— Task description —
Show each line of the listing below that contains the string "handle". Treat uppercase and lowercase as different.

>> Start Material shown

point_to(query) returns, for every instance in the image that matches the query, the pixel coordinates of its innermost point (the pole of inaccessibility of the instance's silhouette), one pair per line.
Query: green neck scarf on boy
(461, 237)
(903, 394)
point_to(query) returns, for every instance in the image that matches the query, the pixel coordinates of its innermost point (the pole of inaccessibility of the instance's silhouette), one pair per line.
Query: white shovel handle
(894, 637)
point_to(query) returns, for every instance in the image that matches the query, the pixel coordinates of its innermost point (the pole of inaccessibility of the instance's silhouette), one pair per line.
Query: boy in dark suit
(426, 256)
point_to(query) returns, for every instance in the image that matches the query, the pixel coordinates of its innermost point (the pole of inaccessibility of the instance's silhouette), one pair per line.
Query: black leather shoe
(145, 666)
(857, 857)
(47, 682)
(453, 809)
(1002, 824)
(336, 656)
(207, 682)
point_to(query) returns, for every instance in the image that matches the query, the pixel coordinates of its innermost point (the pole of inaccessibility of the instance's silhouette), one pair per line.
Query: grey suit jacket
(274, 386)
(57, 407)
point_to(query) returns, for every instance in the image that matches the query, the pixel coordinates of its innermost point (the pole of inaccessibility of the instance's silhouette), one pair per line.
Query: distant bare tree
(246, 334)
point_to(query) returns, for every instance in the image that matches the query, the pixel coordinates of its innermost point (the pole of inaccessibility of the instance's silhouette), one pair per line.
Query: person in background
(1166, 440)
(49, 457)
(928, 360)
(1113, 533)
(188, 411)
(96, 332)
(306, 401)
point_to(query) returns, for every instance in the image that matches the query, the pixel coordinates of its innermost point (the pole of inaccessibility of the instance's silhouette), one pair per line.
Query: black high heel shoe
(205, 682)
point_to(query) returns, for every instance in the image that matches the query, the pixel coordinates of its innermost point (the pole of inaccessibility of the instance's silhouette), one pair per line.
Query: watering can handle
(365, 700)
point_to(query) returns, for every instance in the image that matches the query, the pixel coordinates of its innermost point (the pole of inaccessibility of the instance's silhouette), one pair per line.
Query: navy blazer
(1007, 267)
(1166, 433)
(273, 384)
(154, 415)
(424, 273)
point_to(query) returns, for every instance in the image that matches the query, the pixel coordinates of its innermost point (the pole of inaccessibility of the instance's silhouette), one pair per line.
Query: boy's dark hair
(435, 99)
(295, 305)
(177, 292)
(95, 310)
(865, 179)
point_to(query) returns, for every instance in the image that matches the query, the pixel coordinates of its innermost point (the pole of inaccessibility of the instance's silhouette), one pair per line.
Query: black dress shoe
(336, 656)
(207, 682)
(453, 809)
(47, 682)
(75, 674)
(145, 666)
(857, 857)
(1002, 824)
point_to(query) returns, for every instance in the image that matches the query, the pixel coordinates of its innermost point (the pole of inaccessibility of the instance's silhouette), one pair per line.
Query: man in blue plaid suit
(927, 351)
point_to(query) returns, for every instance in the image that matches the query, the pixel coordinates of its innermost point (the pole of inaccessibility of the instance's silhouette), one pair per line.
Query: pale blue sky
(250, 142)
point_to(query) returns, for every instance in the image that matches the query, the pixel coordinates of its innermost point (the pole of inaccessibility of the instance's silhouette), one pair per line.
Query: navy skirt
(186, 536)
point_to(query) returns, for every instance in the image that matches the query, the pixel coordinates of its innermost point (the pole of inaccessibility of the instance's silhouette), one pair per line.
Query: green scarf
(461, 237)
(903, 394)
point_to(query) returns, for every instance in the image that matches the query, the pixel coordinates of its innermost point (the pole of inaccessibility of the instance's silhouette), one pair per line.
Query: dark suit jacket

>> End Material shown
>> Start Material shown

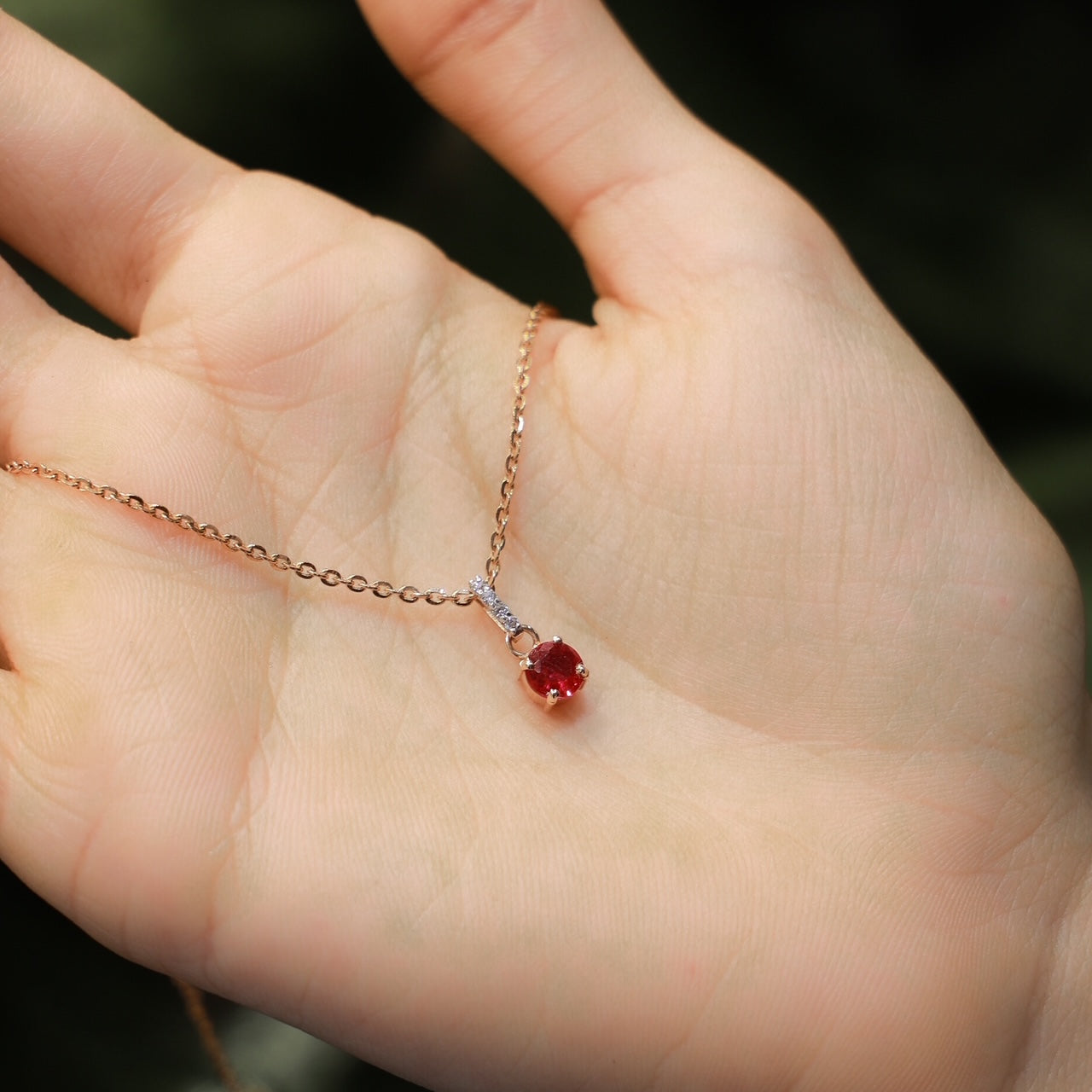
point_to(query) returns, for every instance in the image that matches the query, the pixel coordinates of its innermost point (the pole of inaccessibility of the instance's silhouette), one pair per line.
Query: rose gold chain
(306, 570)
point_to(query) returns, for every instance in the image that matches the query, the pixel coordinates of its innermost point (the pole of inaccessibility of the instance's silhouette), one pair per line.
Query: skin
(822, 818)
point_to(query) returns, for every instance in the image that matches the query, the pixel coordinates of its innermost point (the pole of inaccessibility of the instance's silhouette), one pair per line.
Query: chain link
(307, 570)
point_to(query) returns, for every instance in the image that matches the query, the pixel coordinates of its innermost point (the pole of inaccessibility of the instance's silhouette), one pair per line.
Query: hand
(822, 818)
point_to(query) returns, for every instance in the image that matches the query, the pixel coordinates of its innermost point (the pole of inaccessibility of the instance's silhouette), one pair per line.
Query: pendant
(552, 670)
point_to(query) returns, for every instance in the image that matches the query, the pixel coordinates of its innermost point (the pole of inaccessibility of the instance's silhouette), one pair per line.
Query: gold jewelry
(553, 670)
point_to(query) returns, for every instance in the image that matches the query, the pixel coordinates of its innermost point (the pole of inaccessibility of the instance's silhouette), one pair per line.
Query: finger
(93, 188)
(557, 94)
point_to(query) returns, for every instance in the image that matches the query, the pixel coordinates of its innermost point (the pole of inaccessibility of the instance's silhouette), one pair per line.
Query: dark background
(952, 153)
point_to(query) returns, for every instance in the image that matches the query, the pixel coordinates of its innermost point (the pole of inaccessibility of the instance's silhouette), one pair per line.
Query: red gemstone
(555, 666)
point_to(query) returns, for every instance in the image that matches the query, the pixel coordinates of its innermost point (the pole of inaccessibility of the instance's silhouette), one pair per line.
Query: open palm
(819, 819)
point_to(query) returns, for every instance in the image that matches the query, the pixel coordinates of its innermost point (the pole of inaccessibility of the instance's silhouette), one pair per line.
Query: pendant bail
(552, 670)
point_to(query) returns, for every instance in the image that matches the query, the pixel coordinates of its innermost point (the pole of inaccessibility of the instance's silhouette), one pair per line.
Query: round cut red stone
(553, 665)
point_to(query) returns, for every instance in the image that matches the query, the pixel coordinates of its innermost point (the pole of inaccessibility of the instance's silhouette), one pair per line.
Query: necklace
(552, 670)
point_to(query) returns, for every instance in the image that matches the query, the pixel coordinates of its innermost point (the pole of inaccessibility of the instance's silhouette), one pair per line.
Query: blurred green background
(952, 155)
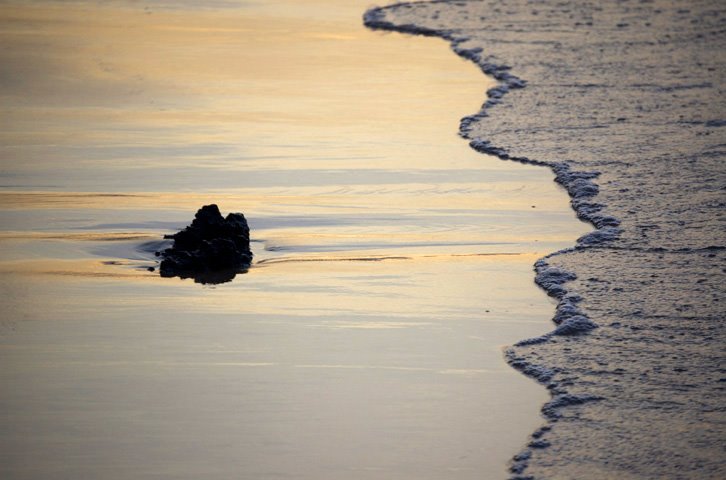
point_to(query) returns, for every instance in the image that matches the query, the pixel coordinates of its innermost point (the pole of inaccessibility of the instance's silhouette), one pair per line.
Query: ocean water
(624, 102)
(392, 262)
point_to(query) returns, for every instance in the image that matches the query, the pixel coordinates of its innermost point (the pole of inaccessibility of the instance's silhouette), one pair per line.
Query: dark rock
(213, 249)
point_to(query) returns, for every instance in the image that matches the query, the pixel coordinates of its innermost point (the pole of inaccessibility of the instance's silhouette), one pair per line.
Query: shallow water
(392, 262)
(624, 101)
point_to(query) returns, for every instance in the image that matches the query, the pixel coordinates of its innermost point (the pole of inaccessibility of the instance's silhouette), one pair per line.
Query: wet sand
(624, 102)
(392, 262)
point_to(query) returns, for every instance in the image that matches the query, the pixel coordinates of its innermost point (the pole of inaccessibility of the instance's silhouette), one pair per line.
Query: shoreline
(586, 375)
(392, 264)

>> End Material shown
>> Start Material shown

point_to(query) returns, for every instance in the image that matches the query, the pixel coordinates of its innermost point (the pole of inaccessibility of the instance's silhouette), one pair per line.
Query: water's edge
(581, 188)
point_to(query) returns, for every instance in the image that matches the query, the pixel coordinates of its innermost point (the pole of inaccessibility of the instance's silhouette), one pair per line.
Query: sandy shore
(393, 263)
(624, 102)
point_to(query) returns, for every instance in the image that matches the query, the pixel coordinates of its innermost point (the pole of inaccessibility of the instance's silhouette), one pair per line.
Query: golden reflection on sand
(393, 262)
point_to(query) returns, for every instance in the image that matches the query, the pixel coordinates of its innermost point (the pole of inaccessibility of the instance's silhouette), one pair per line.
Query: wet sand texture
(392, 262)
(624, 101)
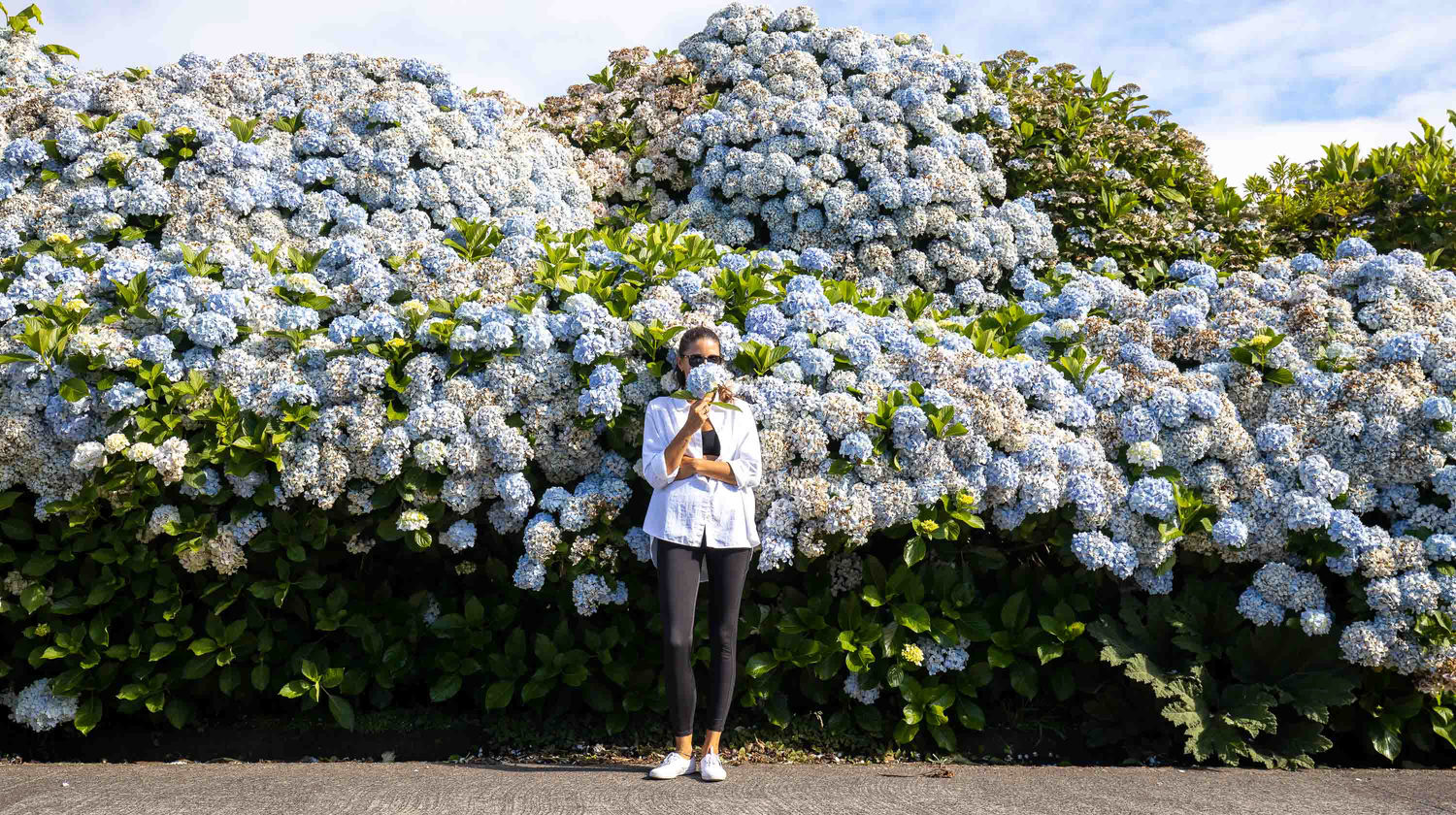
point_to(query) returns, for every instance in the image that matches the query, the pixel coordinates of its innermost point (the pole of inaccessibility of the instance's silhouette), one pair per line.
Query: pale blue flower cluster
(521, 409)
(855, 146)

>> End Material shown

— Written reply —
Query: white shovel handle
Query: watering can handle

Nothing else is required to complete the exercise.